# Problem description
Each entry below is to be extracted exactly.

# Entries shown
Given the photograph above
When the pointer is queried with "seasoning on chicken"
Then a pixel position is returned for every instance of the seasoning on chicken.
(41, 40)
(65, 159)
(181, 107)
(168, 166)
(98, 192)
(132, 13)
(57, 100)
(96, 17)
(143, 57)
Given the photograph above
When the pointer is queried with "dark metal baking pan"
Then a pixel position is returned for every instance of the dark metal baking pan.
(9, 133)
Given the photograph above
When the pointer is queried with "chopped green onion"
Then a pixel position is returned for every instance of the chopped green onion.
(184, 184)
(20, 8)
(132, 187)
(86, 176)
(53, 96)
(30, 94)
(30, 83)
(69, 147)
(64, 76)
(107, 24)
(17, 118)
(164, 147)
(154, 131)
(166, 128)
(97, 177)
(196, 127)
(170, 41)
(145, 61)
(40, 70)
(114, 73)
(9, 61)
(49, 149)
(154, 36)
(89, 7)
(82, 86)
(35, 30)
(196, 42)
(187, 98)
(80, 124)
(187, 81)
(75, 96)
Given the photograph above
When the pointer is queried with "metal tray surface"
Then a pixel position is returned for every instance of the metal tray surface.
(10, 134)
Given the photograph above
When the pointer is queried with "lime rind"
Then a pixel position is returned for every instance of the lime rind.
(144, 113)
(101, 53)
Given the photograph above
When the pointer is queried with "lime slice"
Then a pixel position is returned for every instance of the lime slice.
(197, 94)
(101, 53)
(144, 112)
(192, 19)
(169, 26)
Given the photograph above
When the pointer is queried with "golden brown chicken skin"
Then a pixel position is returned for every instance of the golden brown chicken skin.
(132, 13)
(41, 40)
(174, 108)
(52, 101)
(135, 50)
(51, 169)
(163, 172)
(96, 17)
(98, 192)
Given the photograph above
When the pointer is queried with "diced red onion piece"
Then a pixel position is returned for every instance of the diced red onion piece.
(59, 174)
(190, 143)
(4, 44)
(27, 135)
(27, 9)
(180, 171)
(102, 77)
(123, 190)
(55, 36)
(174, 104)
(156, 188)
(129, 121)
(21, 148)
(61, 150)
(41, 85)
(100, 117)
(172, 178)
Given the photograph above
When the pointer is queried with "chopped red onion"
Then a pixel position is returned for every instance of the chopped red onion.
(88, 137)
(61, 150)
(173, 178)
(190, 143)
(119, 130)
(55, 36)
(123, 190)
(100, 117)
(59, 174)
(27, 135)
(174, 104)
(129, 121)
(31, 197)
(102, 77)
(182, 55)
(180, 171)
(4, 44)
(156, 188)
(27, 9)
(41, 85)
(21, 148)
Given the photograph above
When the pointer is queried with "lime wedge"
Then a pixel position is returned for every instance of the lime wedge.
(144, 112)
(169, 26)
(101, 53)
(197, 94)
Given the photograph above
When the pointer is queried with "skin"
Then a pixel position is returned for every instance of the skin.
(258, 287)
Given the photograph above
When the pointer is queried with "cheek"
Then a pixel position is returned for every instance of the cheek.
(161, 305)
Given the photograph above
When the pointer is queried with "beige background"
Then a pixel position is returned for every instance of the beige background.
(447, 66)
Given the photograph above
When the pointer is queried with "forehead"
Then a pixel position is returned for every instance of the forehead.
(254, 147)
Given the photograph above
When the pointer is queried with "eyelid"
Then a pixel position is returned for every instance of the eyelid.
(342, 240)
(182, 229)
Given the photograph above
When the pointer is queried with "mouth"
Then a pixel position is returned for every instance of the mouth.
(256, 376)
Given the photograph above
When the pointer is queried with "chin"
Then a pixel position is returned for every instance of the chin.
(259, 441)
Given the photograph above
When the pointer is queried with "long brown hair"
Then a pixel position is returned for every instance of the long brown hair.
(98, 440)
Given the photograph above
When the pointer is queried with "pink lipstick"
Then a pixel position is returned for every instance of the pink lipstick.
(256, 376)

# Exercise response
Given the photograph above
When the pointer is queried with "seasoning on chicken"
Then a pixel position is returned for every instance of the seasoning on chicken.
(41, 40)
(65, 159)
(181, 107)
(168, 166)
(98, 192)
(132, 13)
(57, 100)
(96, 17)
(143, 57)
Given the photograph above
When the pointer is queried with "dark metal baking pan"
Then a pixel position is returned for every instance of the dark metal baking pan.
(9, 133)
Given the photograph above
When the pointer is queried with "chopped green onion"
Then a pixel position is returned for every instance of the chopped green onion.
(184, 184)
(20, 8)
(132, 187)
(86, 176)
(53, 96)
(30, 94)
(30, 83)
(69, 147)
(64, 76)
(107, 24)
(17, 118)
(164, 147)
(154, 131)
(166, 128)
(97, 177)
(196, 127)
(170, 41)
(145, 61)
(40, 70)
(114, 73)
(9, 61)
(49, 149)
(154, 36)
(89, 7)
(82, 86)
(35, 30)
(196, 42)
(187, 98)
(80, 124)
(187, 81)
(75, 96)
Given the photograph above
When the pointer is queried with "metal tray surface"
Then a pixel position is returned for every instance of the metal tray surface.
(10, 134)
Given the photograph above
When the pointer is queried with "lime rind"
Then a pixel position is returned for every instance of the lime rind.
(144, 113)
(101, 53)
Given the photograph above
When the pointer is queried with "lime slice"
Then a pixel position is returned for every instance of the lime slice.
(197, 94)
(101, 53)
(144, 112)
(192, 19)
(169, 26)
Given the photograph above
When the pointer is queried with "golden brown chicken skin"
Then a pixel position is returned for every instance of the golden brown chicken skin.
(132, 13)
(41, 40)
(174, 108)
(52, 101)
(135, 50)
(51, 169)
(163, 172)
(96, 17)
(98, 192)
Given the photograph above
When the pointer is queried with "diced red onion piece"
Then a pixel position is returned for every instance of the diced red onion piece.
(59, 174)
(190, 143)
(4, 44)
(27, 135)
(27, 9)
(180, 171)
(102, 77)
(123, 190)
(55, 36)
(174, 104)
(156, 188)
(129, 121)
(21, 148)
(61, 150)
(41, 85)
(100, 117)
(172, 178)
Given the photograph above
When the pointer is queried with "chopped red onion"
Then a pixel position is returned for every instance of the chopped red onion.
(88, 137)
(61, 150)
(173, 178)
(190, 143)
(119, 130)
(55, 36)
(123, 190)
(100, 117)
(59, 174)
(27, 135)
(174, 104)
(129, 121)
(31, 197)
(102, 77)
(182, 55)
(180, 171)
(4, 44)
(156, 188)
(27, 9)
(41, 85)
(21, 148)
Given the photograph above
When the pointer is queried with "lime wedge"
Then a pixel position is returned for every instance of the lime wedge.
(144, 112)
(169, 26)
(101, 53)
(197, 94)
Given the photograph above
When the pointer is queried with "skin"
Then a pixel position is returned for every instance of the skin.
(258, 287)
Given the photograph above
When the pointer is queried with "cheek"
Then a pixel position is returned for every instance of the cheek.
(161, 305)
Given the photograph above
When the pointer is queried with "beige background"
Then a pixel position is returned for every instance of the beige background.
(447, 66)
Given the photograph above
When the pointer is queried with "forehead"
Then a pixel position is returned for every instance of the forehead.
(254, 147)
Given the photograph above
When the pointer is queried with "eyelid"
Then a pixel position is returned for every instance of the eyelid.
(342, 240)
(182, 229)
Given the photograph above
When the pointer is queried with "mouth"
Then a pixel position is returned for every instance of the mouth.
(256, 376)
Given the photograph above
When the pointer is queried with "chin"
Then a pixel position is returned for every instance of the chin.
(259, 441)
Given the photograph above
When the pointer is queried with "long brown hair"
Then a pixel position is returned for every instance of the long brown hair.
(98, 440)
Given the photograph above
When the pointer is queried with "pink lipstick"
Then a pixel position is returned for every instance of the pink lipstick.
(256, 376)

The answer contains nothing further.